[Location identification entries]
****
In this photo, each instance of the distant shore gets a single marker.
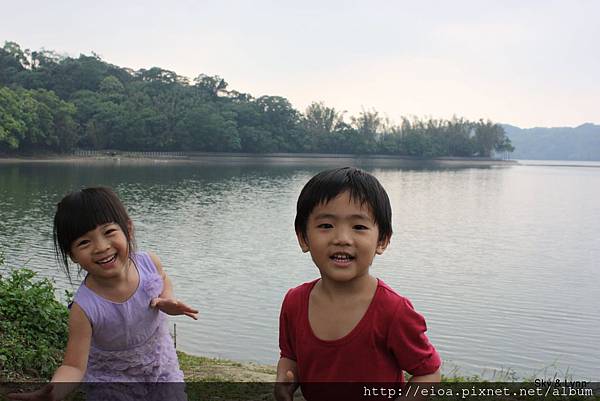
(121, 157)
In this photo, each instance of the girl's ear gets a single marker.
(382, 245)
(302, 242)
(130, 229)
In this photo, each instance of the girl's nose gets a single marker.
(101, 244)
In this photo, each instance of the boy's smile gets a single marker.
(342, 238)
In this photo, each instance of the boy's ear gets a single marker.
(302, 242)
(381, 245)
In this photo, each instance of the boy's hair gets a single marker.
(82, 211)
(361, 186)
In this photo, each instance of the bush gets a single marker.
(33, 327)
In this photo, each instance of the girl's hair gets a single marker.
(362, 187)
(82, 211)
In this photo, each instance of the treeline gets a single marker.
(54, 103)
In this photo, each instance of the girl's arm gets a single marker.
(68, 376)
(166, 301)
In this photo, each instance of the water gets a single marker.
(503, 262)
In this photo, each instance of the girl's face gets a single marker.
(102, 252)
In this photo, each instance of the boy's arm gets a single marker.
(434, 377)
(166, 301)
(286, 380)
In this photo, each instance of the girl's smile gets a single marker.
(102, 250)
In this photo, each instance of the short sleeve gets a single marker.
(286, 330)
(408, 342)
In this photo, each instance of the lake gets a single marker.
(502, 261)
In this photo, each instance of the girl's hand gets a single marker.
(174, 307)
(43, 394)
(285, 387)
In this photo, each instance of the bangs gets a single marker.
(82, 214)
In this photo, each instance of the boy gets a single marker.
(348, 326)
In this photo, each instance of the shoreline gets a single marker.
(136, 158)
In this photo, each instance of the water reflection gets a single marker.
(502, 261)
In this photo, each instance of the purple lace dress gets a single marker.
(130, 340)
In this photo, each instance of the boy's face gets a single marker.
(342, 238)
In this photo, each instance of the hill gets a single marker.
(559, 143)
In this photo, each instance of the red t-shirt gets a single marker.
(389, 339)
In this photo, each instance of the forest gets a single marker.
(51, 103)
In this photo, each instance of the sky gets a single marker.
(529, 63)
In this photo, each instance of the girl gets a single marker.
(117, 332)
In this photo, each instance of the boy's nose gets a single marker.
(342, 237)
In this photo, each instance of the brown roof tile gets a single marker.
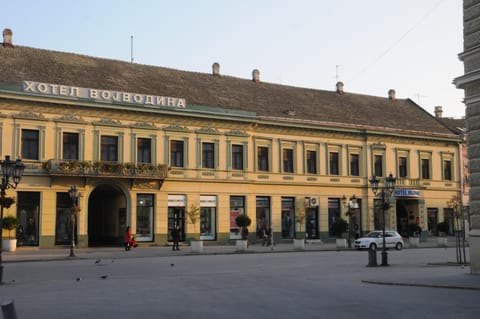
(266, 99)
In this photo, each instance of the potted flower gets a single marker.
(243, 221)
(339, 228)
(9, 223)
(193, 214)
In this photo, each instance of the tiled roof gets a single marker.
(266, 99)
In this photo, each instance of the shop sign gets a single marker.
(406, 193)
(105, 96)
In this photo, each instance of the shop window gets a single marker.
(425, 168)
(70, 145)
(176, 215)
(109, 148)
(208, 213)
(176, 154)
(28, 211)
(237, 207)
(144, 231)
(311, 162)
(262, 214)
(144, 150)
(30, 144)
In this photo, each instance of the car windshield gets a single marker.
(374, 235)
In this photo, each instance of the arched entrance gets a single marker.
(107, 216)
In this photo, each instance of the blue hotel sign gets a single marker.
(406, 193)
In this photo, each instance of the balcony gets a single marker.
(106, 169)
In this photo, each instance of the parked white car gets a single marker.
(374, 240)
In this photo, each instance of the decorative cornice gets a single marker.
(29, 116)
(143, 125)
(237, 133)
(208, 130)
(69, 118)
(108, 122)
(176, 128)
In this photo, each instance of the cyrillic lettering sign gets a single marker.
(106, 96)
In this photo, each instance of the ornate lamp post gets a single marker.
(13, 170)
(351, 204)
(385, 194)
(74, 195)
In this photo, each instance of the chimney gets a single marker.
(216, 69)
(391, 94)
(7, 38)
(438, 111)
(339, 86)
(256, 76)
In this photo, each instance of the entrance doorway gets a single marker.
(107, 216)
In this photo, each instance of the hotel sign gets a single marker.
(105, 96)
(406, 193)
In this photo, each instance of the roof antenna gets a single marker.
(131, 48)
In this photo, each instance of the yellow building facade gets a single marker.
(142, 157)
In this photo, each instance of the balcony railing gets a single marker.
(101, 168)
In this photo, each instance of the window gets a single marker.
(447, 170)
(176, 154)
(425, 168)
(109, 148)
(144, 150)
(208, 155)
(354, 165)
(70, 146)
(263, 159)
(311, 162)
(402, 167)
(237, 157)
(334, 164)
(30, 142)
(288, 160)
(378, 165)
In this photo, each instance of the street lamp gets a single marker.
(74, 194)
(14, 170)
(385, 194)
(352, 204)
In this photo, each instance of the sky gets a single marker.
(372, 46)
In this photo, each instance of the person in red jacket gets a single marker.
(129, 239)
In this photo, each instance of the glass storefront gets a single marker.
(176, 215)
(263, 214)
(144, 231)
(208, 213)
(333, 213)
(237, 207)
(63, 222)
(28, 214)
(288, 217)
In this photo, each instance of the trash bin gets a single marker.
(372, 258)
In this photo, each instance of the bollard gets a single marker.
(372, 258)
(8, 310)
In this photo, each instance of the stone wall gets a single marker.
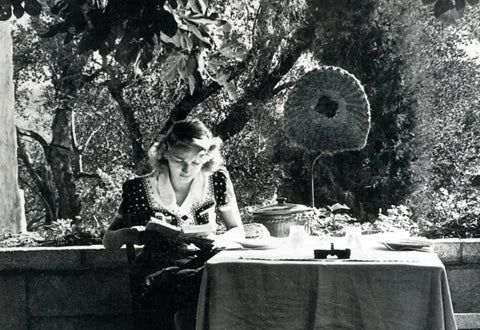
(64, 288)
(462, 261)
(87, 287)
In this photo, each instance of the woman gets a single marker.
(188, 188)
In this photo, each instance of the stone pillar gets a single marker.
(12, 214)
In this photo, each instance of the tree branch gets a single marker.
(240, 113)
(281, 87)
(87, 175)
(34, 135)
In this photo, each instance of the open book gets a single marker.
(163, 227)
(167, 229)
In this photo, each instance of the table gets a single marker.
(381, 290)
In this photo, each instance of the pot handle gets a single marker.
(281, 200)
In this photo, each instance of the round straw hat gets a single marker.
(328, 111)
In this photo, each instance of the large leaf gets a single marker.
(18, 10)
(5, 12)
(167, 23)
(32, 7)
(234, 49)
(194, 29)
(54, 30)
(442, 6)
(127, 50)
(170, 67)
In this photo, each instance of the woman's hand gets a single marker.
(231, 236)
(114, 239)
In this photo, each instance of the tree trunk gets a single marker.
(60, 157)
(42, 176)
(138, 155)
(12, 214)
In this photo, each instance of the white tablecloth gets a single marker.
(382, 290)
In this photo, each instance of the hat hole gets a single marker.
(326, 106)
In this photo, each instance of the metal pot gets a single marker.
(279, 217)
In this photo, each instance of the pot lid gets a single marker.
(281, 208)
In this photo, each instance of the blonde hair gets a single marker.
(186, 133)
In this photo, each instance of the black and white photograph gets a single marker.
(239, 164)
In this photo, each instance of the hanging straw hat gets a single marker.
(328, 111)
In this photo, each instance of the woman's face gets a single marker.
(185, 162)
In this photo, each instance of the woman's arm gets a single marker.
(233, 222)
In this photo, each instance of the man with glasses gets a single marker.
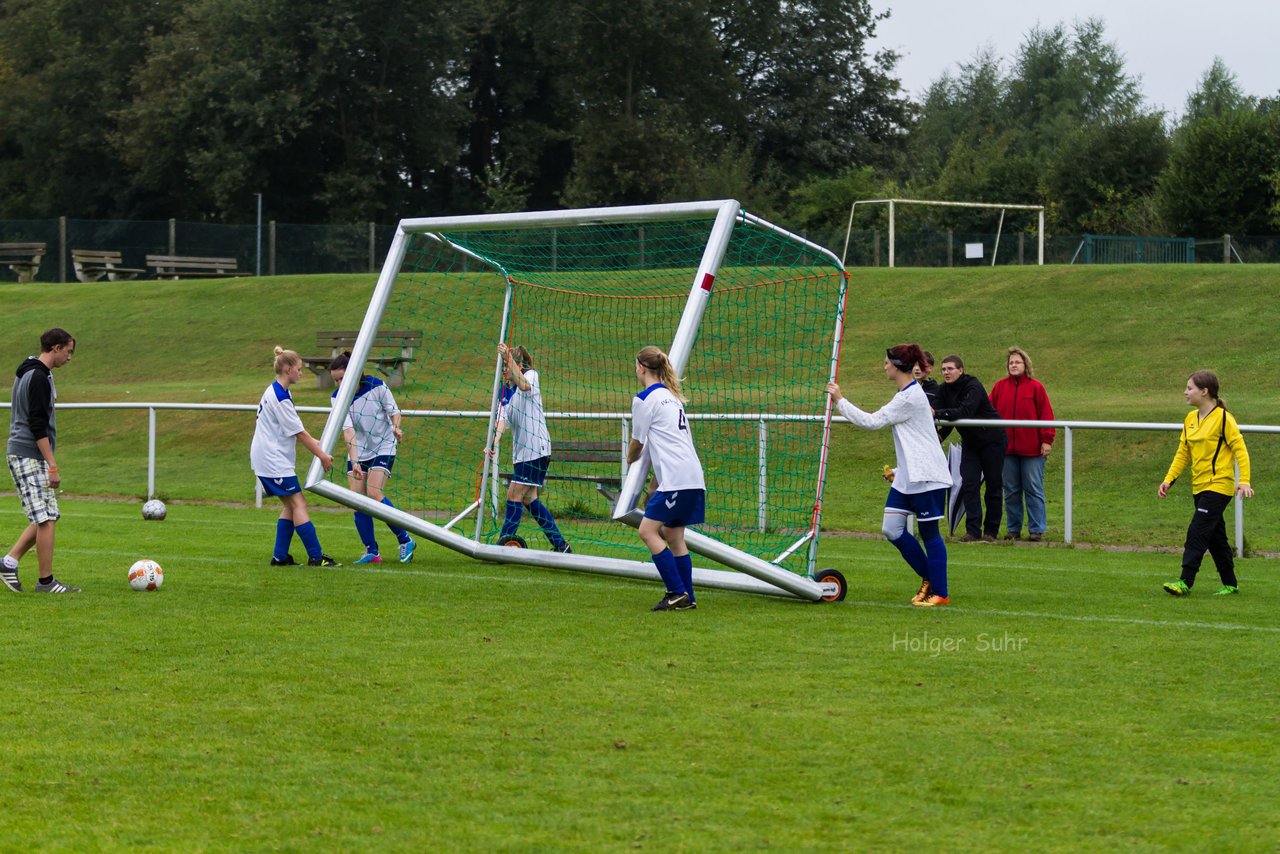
****
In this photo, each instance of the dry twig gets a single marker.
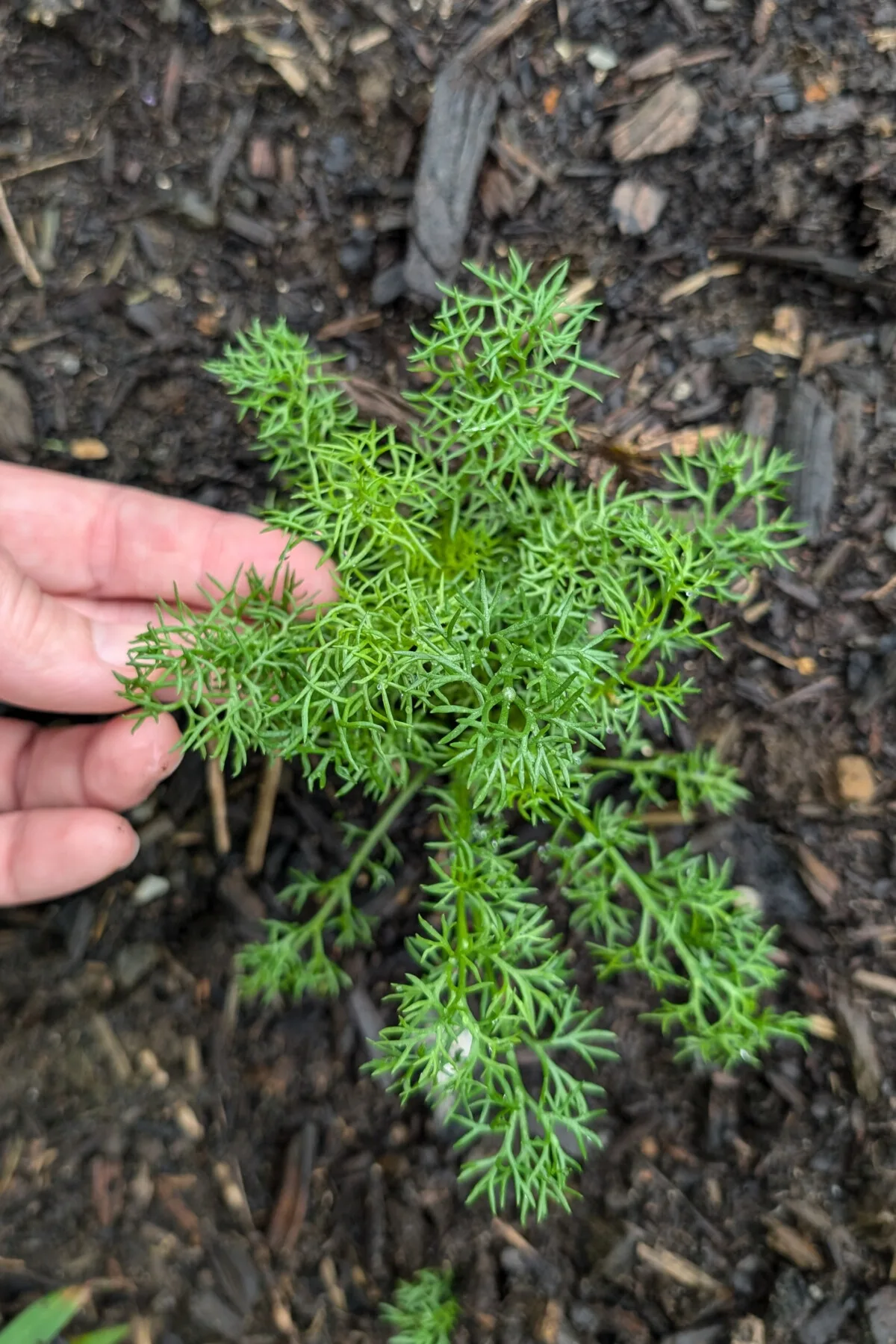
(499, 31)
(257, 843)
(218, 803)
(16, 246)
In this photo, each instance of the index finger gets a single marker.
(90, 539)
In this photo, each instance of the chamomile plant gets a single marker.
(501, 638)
****
Find every line above that contains the word "window" and copy each one. Case counts.

Reply to the exercise =>
In this photo, each instance of the shop window gets a single marker.
In this photo, each instance of the window gets a single marker.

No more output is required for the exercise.